* STUDY QUESTIONS *
A - According to the news article on the Reid family, how many pills were found in Garrett Reid's jail cell?
B - Carry on the news article about the Reid family's troubles, starting after its last sentence.

* PASSAGE PROVIDED *
Reid family in dire straits
PHILADELPHIA – As coach of the Philadelphia Eagles, Andy Reid has excelled at keeping the lid on, brushing off questions about team controversies with a countenance as stony as Mount Rushmore.
That lid grew airtight when it came to problems at home, with Reid bolting from briefings when anyone dared to broach his sons’ legal woes.
It therefore fell to a Montgomery County judge last week to publicly reckon with the dynamics of what he deemed “a family in crisis.”
In skewering the structure and supervision in the Reids’ home, Judge Steven T. O’Neill raised the conundrum facing countless other homes in which drug-addicted adult children still live: What is the parents’ responsibility – let alone their ability – to monitor and control their grown children?
“You’ve got to take accountability of what goes on in the house,” O’Neill told Reid and his wife, Tammy, in an extraordinary lecture Thursday at the Montgomery County Courthouse in Norristown, Pa.
His remarks came as O’Neill sent the Reids’ two oldest sons – Garrett, 24, and Britt, 22 – to county prison for up to 23 months each on gun- and drug-related crimes.
The sentencing hearing also laid bare the depths and duration of the Reid brothers’ drug dependencies.
A presentence investigation revealed Garrett Reid to have been a street dealer in North Philadelphia and on the Main Line. Britt Reid’s addiction, the investigation found, began at age 14 with painkillers prescribed after he hurt his back lifting weights at Harriton High School in Lower Merion Township.
He remains addicted to painkillers.
O’Neill reviewed those histories before a courtroom audience already stunned by news that 89 pills had been found that morning in Garrett Reid’s jail cell as he was being brought to court.
Investigators concluded he had concealed them in his rectum before arriving at prison Tuesday evening. He had been ordered there after failing a routine drug test, and now faces additional charges of smuggling contraband.
“I have some real difficulty with the structure in which these two boys live,” O’Neill said, noting the guns, ammunition and assortment of drugs that at various times had been in the Reids’ home and cars. “What is the supervision?”
Mike Wood, a family therapist at the Livengrin Foundation for Addiction Recovery in Bensalem, noted that addicts are very manipulative and creative, good at concealing things. It may be unfair to hold parents accountable for them into adulthood, he said.
“They are adults,” Wood said in an interview Friday. “There is really is no responsibility” on the parents’ part.

* EXERCISE DATA *
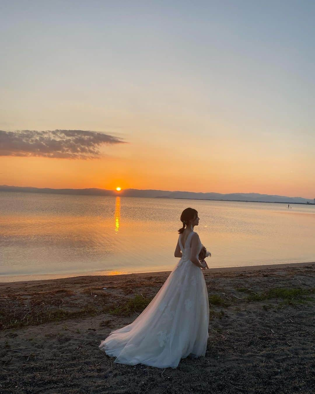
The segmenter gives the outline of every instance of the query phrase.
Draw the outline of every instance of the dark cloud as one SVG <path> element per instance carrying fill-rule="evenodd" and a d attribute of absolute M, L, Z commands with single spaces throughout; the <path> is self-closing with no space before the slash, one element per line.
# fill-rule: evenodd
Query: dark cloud
<path fill-rule="evenodd" d="M 126 142 L 96 131 L 0 130 L 0 156 L 93 159 L 101 156 L 102 145 L 121 143 Z"/>

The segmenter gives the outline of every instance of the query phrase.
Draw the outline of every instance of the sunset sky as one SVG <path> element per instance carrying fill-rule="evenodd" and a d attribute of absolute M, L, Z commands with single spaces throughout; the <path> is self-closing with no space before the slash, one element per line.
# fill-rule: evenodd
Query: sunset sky
<path fill-rule="evenodd" d="M 1 9 L 0 184 L 315 197 L 313 1 Z"/>

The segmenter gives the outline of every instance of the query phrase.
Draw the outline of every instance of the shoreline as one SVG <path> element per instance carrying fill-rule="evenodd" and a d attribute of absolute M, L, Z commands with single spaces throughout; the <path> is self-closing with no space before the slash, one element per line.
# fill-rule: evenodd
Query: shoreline
<path fill-rule="evenodd" d="M 174 369 L 115 363 L 100 342 L 136 318 L 170 272 L 0 283 L 0 391 L 314 392 L 314 262 L 202 271 L 205 356 Z"/>
<path fill-rule="evenodd" d="M 208 269 L 203 271 L 204 273 L 207 272 L 228 272 L 233 271 L 245 271 L 247 270 L 248 271 L 252 271 L 252 270 L 260 270 L 261 269 L 270 269 L 273 268 L 284 268 L 285 267 L 299 267 L 301 266 L 303 267 L 305 266 L 309 265 L 310 264 L 315 264 L 315 262 L 311 261 L 309 262 L 304 262 L 302 263 L 282 263 L 281 264 L 260 264 L 259 265 L 257 266 L 240 266 L 237 267 L 216 267 L 214 268 L 209 268 Z M 175 265 L 174 266 L 175 267 Z M 169 270 L 168 271 L 146 271 L 144 272 L 130 272 L 128 273 L 117 273 L 117 274 L 111 274 L 109 273 L 101 273 L 102 271 L 93 271 L 87 273 L 78 273 L 78 274 L 71 274 L 69 273 L 65 274 L 65 275 L 69 275 L 70 276 L 63 276 L 62 274 L 35 274 L 34 275 L 27 275 L 25 274 L 25 275 L 8 275 L 7 277 L 6 276 L 2 276 L 2 278 L 0 278 L 0 286 L 2 284 L 9 284 L 12 283 L 20 283 L 22 284 L 24 282 L 41 282 L 44 281 L 54 281 L 57 280 L 58 279 L 70 279 L 73 278 L 83 278 L 85 277 L 100 277 L 100 276 L 110 276 L 110 277 L 116 277 L 116 276 L 120 276 L 122 275 L 137 275 L 139 276 L 143 276 L 143 275 L 152 275 L 153 274 L 165 274 L 167 273 L 170 273 L 172 272 L 172 270 Z M 43 276 L 46 276 L 49 277 L 47 278 L 44 279 L 37 279 L 34 278 L 34 279 L 23 279 L 22 277 L 36 277 L 37 275 Z M 54 276 L 55 277 L 54 277 Z M 7 277 L 12 278 L 12 280 L 9 280 L 8 281 L 6 281 L 3 280 L 6 279 Z M 17 279 L 15 280 L 13 278 L 21 278 L 20 279 Z"/>
<path fill-rule="evenodd" d="M 202 271 L 205 356 L 174 369 L 115 363 L 100 342 L 136 318 L 170 272 L 0 283 L 0 391 L 314 392 L 314 262 Z"/>

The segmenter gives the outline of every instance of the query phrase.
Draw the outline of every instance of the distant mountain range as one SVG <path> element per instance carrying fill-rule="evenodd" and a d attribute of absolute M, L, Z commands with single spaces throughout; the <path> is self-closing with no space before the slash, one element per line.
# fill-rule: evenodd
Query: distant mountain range
<path fill-rule="evenodd" d="M 19 186 L 0 185 L 0 191 L 16 191 L 30 193 L 51 193 L 57 194 L 81 194 L 85 195 L 124 196 L 126 197 L 159 197 L 160 198 L 185 199 L 197 200 L 216 200 L 224 201 L 244 201 L 262 203 L 287 203 L 306 204 L 309 201 L 314 203 L 314 200 L 302 197 L 287 197 L 271 195 L 258 193 L 194 193 L 192 191 L 170 191 L 168 190 L 139 190 L 126 189 L 120 191 L 105 189 L 92 188 L 89 189 L 50 189 L 48 188 L 24 187 Z"/>

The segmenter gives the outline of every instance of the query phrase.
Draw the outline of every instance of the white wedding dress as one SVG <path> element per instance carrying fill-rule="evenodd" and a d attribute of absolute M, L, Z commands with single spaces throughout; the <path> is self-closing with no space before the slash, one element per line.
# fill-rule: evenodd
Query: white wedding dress
<path fill-rule="evenodd" d="M 117 357 L 114 362 L 176 368 L 181 359 L 205 355 L 209 304 L 201 269 L 189 260 L 194 232 L 185 250 L 180 234 L 183 256 L 150 303 L 132 323 L 101 342 L 101 350 Z"/>

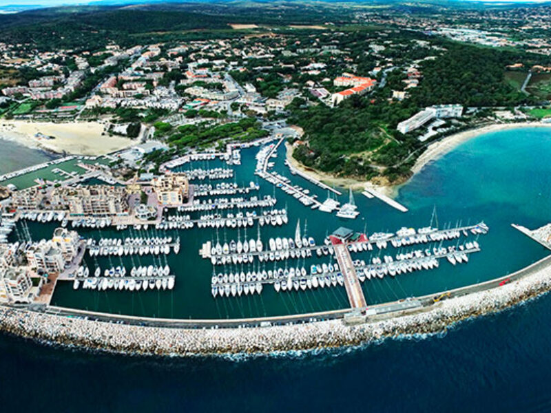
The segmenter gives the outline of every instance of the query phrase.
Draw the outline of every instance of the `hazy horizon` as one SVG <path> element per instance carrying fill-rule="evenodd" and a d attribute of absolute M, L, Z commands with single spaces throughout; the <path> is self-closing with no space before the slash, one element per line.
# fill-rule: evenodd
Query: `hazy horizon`
<path fill-rule="evenodd" d="M 218 0 L 219 1 L 219 0 Z M 295 0 L 300 1 L 300 0 Z M 360 0 L 361 1 L 361 0 Z M 360 2 L 358 1 L 358 2 Z M 455 3 L 548 3 L 549 0 L 450 0 Z M 195 3 L 197 0 L 186 1 L 185 0 L 0 0 L 0 8 L 23 8 L 28 10 L 30 8 L 48 8 L 63 6 L 86 6 L 86 5 L 117 5 L 117 4 L 138 4 L 147 3 Z M 199 0 L 199 2 L 209 2 L 209 0 Z M 216 2 L 216 1 L 212 1 Z M 364 0 L 368 3 L 369 0 Z"/>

* ANSWER SET *
A - 89 pills.

B -
A search of the Reids’ home Thursday night – an effort to trace the drugs found in Garrett Reid’s cell – found nothing that had not been prescribed, Montgomery County District Attorney Bruce L. Castor Jr. said.
O’Neill, however, scolded the brothers in court for not taking enough responsibility for their recoveries.
O’Neill suggested that Andy and Tammy Reid, while “loving and supportive,” may have coddled their sons too much. And that their repeated efforts to put the two through drug rehabilitation may have backfired, leaving them dependent on a “cocktail” of prescribed medications.
Using a phrase that dominated the news, O’Neill likened the Reids’ house to a “drug emporium,” where the parents doled out the prescribed daily doses for their sons, who swallowed them blindly.
At Thursday’s sentencing, Andy and Tammy Reid kept the lid on at the courthouse, declining to speak to reporters jamming the halls. But a day later, at his regular Friday news conference, Andy Reid briefly broke his silence.
Without specifically addressing O’Neill’s criticism, Reid said he had “huge concerns” for his sons, and had prayed for their futures.
“This has been a battle we have dealt with here for a few years,” he said, adding that he prayed that “they can live a normal life down the road.”
A normal life – as normal as the grinding, all-hours life of a football coach can be – is what the Reids always said they had sought.
In his early coaching years in Green Bay, Reid would go into the office at 4 a.m., work a couple of hours, and then go home to help get the five kids up and off to school.
Even before entering the pressure chamber of the Eagles, Reid’s time at home was at a premium. As a low-paid assistant coach who never bought on credit, his wife once said, he “worked five or six jobs because he knew I didn’t want to work and wanted to be home with our kids.”
Hired by the Eagles in 1999, the untested Reid quickly built a reputation as an obsessively organized, no-nonsense coach. Reid’s devotion to detail led to many nights on the floor of his office, catching some sleep on sofa cushions.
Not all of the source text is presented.